*** Block opens ***

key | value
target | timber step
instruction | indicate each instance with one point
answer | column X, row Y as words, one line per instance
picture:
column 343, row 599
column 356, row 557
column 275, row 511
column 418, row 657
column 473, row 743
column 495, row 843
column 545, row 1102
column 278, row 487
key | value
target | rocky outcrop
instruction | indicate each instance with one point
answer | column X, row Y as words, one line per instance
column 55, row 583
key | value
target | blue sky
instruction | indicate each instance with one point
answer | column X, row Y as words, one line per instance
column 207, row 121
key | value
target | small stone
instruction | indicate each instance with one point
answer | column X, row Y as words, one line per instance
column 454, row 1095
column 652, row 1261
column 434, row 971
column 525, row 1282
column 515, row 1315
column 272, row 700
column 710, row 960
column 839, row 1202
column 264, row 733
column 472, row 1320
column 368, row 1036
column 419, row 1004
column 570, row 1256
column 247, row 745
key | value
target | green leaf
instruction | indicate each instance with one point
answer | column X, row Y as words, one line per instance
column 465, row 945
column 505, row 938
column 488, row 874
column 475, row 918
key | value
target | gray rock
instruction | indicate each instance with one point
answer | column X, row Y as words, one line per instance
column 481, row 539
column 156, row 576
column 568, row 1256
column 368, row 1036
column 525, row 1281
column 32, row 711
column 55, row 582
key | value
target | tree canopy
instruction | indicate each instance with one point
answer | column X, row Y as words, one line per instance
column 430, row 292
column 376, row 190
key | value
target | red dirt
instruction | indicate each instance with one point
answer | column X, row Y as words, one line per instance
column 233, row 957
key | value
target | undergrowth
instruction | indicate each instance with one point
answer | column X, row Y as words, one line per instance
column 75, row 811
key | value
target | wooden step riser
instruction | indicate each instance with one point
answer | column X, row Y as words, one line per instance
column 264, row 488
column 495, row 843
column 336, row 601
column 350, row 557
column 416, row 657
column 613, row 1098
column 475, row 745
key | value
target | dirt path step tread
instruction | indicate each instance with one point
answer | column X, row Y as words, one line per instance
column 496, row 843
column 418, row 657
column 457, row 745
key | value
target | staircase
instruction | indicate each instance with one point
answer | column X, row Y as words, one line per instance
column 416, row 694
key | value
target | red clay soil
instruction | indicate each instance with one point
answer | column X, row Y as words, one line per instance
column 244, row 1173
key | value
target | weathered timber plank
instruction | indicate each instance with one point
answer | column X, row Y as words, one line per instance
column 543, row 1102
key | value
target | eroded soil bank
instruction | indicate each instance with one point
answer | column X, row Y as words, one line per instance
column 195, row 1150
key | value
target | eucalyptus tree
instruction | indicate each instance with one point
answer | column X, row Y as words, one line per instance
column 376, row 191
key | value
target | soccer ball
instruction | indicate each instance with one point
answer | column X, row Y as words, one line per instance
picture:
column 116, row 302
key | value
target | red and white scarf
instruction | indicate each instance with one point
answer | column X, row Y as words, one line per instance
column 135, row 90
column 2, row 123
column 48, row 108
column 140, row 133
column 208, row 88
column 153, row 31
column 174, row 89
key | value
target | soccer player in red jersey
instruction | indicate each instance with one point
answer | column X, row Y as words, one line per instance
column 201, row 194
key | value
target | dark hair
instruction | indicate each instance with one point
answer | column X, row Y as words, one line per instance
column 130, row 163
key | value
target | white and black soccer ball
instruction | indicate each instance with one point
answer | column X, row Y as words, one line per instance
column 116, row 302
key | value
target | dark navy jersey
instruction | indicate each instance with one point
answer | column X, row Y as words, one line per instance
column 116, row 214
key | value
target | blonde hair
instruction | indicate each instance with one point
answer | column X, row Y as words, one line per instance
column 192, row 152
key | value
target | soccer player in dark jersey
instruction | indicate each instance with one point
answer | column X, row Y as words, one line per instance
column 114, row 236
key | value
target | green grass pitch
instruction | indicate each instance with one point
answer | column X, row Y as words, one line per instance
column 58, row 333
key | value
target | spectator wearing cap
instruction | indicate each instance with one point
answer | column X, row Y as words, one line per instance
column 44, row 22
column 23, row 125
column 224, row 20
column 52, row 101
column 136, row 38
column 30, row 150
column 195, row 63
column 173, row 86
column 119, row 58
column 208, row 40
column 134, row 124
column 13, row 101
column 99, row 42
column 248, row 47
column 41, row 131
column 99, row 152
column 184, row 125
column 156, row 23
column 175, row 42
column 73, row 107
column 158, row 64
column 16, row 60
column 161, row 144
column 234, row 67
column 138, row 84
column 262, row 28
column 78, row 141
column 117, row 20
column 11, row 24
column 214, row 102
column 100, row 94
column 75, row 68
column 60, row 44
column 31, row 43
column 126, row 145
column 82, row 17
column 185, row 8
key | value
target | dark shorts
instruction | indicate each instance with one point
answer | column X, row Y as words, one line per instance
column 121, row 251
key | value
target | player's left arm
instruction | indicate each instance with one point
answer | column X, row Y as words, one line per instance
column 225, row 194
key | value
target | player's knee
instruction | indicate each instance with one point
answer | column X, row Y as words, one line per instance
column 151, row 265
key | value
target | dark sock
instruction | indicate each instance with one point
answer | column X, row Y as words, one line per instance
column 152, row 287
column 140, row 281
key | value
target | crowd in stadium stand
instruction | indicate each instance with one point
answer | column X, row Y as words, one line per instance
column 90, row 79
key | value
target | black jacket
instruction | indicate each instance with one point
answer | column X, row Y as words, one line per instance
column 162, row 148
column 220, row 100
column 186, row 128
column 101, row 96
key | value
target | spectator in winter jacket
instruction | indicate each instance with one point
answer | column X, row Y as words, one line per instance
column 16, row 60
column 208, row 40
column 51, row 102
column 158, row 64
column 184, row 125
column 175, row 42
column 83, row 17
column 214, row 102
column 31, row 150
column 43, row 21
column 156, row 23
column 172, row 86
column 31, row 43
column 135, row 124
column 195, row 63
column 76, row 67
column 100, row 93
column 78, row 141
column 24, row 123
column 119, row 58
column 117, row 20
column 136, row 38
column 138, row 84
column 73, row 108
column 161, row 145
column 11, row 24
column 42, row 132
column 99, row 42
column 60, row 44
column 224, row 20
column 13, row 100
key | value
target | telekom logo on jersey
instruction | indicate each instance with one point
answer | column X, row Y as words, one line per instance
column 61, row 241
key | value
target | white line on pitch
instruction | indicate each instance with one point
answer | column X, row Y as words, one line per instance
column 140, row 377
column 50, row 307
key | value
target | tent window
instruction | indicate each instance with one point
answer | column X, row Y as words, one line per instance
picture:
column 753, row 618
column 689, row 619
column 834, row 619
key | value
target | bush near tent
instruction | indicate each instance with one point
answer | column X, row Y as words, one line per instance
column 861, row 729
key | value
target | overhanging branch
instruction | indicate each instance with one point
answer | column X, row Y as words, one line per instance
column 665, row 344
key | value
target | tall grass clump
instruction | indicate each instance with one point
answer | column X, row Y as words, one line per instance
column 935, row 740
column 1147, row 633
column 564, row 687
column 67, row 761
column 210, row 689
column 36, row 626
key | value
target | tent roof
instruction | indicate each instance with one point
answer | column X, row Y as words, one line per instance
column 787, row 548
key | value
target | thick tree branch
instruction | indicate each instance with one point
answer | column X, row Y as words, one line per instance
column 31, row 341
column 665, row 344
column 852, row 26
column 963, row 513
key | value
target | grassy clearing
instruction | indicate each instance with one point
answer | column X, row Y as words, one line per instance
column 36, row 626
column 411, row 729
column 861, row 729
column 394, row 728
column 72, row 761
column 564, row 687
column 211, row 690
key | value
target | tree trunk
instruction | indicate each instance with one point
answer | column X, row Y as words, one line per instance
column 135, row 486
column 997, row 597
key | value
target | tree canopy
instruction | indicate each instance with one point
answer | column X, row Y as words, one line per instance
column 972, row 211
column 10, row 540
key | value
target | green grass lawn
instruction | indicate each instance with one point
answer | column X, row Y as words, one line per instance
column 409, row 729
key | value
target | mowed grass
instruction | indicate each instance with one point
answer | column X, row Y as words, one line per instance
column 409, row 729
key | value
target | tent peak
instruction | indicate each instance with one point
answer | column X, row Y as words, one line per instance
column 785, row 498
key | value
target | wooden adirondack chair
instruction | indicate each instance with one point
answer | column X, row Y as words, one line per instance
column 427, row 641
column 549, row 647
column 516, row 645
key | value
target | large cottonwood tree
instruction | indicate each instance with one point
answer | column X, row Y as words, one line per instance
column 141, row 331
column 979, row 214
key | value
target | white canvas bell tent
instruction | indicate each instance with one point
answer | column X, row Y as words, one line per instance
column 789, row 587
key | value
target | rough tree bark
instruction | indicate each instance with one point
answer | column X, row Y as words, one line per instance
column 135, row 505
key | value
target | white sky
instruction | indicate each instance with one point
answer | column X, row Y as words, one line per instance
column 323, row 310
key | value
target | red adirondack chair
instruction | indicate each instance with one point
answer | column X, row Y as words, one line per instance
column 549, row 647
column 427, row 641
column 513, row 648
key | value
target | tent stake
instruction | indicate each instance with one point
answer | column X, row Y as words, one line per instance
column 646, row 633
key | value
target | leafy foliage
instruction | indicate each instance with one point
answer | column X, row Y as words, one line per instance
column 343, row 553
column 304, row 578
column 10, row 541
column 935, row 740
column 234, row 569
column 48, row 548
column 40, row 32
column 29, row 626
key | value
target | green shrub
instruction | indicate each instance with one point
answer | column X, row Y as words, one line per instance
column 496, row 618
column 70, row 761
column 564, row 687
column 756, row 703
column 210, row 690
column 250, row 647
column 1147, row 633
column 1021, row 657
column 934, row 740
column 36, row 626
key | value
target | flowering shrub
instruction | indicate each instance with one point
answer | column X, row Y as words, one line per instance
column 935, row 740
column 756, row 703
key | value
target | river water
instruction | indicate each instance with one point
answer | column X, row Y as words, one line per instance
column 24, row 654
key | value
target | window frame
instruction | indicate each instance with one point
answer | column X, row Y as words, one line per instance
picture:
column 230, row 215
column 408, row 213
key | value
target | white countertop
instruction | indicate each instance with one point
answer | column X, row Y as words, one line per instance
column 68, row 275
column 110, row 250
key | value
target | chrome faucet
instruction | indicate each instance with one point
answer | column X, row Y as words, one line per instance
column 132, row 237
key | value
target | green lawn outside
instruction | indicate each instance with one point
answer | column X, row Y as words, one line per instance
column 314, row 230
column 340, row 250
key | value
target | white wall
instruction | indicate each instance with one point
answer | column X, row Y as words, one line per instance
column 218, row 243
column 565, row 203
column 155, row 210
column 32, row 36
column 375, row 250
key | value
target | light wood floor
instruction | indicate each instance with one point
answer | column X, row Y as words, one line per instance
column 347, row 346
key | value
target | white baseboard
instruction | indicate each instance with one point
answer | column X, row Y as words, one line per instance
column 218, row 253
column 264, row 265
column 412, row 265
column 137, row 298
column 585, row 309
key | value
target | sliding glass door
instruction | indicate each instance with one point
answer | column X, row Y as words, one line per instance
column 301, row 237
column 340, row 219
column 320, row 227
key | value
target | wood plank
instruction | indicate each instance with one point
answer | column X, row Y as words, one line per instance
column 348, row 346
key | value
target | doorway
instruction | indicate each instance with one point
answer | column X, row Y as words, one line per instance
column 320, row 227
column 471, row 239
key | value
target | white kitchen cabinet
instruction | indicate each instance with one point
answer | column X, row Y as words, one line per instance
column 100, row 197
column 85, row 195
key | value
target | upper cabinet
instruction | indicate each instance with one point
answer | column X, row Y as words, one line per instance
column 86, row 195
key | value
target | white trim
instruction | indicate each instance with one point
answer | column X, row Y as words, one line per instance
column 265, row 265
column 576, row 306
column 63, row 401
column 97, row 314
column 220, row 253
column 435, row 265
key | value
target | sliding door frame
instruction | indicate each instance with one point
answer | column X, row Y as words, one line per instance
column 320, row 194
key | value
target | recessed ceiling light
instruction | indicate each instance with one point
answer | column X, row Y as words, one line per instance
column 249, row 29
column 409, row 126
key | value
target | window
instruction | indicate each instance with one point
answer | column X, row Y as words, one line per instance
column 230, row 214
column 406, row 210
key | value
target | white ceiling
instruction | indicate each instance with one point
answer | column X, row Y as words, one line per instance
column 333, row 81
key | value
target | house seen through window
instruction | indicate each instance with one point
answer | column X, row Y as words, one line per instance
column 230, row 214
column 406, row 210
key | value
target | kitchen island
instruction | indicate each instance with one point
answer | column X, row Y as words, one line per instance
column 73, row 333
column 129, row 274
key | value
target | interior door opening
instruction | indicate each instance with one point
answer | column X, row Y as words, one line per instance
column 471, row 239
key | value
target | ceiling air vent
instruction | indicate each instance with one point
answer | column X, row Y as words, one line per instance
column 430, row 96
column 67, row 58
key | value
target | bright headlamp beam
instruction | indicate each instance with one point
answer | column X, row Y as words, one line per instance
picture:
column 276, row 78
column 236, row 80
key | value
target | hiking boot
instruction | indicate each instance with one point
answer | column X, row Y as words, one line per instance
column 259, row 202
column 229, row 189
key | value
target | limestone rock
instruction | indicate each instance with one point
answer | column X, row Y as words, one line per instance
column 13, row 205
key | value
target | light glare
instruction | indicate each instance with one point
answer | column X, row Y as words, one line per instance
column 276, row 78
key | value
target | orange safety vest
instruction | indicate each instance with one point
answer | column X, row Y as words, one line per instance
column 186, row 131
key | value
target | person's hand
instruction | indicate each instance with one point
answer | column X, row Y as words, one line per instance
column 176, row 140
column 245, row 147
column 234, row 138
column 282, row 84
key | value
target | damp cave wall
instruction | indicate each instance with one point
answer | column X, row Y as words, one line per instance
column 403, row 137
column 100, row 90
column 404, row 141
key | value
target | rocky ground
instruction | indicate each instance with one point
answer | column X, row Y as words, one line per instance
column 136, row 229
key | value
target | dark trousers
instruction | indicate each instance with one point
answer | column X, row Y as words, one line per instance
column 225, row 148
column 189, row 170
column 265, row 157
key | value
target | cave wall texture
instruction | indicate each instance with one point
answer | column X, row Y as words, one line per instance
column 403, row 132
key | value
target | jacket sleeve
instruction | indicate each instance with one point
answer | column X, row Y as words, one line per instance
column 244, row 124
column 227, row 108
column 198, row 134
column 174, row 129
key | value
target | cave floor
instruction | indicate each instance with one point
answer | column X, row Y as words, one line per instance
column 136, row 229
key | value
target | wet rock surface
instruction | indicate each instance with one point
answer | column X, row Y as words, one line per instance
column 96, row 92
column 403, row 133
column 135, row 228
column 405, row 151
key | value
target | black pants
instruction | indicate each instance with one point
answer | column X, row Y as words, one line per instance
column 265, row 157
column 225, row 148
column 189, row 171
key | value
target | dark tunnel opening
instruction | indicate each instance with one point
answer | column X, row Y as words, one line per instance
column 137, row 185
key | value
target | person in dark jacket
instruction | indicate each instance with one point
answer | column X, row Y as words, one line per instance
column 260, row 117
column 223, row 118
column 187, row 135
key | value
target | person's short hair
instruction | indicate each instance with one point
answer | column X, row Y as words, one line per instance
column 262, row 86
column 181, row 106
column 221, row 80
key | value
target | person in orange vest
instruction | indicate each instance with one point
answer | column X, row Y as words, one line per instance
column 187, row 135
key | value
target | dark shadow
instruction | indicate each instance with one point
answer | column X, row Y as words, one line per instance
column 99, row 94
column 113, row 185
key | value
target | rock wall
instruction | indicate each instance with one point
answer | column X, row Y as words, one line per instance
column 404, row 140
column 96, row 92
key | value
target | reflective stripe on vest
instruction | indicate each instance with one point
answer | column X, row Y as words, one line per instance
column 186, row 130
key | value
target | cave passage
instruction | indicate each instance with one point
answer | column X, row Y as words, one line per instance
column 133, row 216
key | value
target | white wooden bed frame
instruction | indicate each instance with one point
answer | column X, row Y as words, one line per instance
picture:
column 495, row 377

*** Block closes ***

- Aim of the exercise -
Exactly as they appear, copy the lines of the listing above from the first through the one that contains "target | green leaf", and nothing more.

- Result of this exercise -
key | value
target | timber step
instruction | indicate each instance with one point
answer | column X, row Y as words, one line per instance
picture:
column 343, row 599
column 356, row 557
column 275, row 511
column 418, row 657
column 473, row 743
column 495, row 843
column 545, row 1102
column 278, row 487
key | value
target | rocky outcrop
instruction | indicate each instance with one point
answer | column X, row Y as words, one line per instance
column 55, row 583
key | value
target | blue sky
instruction | indicate each instance with one point
answer | column X, row Y as words, one line per instance
column 207, row 121
key | value
target | small stone
instruction | indicate each instance with one point
answer | column X, row Y as words, one line per instance
column 454, row 1095
column 652, row 1261
column 434, row 971
column 525, row 1282
column 515, row 1315
column 272, row 700
column 710, row 960
column 839, row 1202
column 264, row 733
column 472, row 1320
column 368, row 1036
column 419, row 1004
column 570, row 1256
column 247, row 745
key | value
target | green leaf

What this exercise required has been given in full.